───── EXTRACTED INFORMATION

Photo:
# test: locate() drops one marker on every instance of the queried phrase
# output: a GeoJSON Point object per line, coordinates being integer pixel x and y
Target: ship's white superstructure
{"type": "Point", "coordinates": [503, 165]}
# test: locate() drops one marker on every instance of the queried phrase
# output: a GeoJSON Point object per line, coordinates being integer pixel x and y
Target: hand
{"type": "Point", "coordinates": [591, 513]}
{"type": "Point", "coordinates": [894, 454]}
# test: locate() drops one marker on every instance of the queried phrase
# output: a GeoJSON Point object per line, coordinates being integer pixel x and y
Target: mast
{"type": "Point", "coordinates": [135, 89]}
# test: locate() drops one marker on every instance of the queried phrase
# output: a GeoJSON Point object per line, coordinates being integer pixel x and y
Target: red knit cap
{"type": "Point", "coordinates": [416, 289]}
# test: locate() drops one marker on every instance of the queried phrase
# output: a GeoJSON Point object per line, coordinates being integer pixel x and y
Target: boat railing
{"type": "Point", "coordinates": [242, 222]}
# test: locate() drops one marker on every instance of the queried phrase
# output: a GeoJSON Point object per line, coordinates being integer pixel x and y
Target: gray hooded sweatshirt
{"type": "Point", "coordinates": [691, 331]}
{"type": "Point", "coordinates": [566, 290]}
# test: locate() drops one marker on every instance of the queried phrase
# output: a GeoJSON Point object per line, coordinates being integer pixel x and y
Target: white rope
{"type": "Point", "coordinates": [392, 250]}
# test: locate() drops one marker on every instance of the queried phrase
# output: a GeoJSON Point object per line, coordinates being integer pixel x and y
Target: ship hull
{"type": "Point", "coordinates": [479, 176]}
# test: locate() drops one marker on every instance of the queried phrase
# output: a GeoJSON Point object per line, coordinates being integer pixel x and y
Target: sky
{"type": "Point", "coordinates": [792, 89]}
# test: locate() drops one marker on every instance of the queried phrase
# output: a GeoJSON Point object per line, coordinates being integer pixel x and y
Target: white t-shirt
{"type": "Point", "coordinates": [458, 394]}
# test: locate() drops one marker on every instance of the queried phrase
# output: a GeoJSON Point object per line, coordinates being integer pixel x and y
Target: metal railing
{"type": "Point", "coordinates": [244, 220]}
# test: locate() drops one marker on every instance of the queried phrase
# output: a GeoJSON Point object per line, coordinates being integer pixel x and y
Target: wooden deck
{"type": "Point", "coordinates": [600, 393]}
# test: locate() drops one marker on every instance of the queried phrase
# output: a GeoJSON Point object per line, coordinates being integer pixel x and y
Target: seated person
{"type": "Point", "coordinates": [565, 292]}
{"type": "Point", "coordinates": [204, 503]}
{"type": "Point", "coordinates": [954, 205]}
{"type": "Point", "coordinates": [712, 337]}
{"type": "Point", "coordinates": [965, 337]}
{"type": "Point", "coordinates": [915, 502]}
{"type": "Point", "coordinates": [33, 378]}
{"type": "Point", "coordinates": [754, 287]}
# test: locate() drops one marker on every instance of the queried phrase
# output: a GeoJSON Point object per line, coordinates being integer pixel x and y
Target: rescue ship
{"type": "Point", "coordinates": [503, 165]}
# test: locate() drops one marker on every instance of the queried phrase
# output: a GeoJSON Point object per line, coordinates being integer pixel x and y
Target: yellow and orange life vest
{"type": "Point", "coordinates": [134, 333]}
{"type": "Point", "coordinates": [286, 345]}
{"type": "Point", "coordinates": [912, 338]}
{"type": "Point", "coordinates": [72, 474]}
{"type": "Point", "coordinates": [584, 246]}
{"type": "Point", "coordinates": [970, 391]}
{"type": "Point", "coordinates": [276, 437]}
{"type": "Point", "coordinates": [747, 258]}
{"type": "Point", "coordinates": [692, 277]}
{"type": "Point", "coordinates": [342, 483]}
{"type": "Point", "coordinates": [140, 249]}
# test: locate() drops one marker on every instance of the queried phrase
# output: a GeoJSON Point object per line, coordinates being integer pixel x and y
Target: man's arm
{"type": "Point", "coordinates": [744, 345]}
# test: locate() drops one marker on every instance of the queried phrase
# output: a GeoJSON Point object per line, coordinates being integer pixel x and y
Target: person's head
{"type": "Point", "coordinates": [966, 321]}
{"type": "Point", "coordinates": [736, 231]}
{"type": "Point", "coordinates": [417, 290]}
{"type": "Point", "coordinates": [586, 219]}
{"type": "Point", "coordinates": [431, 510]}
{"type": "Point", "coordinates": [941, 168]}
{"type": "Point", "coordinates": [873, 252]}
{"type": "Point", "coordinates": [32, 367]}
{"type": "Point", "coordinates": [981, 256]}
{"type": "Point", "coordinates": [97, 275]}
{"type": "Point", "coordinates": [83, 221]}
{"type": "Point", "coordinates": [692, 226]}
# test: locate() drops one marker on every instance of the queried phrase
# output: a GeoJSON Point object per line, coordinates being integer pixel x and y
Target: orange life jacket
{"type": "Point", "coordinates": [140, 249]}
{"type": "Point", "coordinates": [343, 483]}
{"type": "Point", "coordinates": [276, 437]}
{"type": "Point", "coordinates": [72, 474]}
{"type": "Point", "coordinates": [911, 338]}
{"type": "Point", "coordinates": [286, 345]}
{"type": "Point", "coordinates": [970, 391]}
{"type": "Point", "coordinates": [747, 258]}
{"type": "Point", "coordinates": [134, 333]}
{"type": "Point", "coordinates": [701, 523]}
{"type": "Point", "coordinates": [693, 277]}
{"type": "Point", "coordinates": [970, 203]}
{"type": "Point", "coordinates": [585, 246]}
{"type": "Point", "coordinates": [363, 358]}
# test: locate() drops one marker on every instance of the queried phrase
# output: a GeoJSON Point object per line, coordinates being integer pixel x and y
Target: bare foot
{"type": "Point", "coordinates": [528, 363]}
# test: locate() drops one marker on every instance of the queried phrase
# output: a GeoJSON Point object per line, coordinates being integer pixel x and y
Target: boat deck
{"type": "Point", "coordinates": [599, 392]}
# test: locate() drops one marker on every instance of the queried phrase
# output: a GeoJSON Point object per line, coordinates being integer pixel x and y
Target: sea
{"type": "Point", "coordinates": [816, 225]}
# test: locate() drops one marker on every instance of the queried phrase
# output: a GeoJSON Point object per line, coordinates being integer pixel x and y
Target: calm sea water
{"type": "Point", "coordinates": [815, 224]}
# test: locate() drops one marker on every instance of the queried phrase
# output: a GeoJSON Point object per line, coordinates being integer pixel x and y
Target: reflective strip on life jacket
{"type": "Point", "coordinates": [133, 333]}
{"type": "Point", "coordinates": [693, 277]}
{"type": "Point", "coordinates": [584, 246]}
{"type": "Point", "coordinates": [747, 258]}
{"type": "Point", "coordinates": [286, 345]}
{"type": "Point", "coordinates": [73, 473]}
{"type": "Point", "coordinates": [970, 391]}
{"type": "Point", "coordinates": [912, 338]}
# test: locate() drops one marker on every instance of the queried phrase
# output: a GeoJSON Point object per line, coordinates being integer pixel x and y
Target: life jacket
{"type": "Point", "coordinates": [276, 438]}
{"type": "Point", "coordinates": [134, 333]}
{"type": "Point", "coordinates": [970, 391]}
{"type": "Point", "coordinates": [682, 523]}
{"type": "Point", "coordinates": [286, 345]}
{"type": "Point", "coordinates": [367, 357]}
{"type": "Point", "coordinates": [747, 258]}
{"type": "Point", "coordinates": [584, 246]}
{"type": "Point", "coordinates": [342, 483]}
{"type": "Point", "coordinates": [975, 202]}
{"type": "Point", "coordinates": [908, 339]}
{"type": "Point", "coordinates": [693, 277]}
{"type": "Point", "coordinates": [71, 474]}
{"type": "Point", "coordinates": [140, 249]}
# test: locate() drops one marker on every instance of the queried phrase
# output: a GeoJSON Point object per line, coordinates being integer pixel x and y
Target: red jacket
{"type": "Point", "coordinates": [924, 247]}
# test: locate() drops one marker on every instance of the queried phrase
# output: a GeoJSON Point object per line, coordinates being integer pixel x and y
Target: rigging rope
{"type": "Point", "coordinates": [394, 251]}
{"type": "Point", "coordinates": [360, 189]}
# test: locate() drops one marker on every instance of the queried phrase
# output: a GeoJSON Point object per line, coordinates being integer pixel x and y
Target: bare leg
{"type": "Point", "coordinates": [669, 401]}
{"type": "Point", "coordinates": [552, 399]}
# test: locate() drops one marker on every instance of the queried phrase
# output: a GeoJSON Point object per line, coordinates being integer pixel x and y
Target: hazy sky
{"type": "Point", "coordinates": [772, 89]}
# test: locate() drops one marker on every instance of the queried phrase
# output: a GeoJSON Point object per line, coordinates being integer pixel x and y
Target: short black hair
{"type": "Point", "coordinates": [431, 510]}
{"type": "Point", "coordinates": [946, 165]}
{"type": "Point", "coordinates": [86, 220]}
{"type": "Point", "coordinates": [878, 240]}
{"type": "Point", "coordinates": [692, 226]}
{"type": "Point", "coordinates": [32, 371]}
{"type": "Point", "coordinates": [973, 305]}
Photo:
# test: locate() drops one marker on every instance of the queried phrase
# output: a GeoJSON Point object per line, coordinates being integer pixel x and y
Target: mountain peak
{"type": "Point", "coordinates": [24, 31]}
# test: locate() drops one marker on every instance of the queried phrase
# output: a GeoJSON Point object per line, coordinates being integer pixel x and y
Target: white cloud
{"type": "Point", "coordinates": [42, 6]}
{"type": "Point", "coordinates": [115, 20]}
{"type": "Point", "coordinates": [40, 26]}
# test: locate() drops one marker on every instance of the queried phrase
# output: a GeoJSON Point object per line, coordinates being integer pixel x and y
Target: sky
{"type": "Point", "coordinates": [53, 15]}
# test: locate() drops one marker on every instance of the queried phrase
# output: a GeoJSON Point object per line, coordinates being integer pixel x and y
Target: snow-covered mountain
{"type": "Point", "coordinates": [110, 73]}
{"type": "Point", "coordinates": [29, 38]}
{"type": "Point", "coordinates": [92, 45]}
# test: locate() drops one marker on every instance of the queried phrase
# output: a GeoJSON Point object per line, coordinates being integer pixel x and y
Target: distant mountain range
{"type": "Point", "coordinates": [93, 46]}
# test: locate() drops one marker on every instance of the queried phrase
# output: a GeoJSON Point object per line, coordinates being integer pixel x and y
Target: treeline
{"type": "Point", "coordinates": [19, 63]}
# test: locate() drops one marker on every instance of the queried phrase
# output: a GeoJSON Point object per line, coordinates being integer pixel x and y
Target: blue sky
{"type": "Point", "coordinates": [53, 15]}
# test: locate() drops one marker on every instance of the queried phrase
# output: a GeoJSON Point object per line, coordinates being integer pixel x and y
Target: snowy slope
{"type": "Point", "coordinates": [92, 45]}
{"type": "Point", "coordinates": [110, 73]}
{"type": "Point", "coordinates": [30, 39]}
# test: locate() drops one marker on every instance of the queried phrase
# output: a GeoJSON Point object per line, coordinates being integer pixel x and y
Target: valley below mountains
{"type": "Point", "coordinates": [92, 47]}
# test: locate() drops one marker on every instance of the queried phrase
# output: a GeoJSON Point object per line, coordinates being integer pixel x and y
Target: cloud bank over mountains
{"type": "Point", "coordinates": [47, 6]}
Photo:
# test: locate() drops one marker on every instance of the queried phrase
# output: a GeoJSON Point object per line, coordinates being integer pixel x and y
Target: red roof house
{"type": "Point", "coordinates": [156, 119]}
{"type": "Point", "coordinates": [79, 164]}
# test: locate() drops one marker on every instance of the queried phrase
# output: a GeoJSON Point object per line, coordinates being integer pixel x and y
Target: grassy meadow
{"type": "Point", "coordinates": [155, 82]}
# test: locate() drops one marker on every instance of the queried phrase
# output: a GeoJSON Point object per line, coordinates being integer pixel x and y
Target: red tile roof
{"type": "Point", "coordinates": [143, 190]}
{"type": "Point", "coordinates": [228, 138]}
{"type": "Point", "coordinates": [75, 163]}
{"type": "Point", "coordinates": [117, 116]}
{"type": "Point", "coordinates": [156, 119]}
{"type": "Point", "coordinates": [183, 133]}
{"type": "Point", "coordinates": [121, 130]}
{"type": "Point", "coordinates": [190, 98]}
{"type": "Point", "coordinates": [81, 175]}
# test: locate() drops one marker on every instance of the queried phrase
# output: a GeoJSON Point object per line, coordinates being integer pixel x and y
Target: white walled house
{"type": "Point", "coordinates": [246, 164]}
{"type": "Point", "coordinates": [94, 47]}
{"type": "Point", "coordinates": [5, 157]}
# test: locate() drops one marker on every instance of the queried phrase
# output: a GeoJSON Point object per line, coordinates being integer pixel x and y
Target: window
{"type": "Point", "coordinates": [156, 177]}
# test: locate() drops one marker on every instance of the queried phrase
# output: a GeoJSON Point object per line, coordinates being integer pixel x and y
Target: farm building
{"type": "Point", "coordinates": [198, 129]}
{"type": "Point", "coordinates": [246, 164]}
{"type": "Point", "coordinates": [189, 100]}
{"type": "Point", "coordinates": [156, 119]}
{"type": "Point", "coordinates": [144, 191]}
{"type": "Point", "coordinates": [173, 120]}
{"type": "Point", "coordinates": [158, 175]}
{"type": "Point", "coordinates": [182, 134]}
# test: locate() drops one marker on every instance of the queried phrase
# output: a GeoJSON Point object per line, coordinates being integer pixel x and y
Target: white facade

──────────

How many lines in the rows contain the word "roof"? Reply with the number alone.

■ **COMPLETED EXERCISE**:
2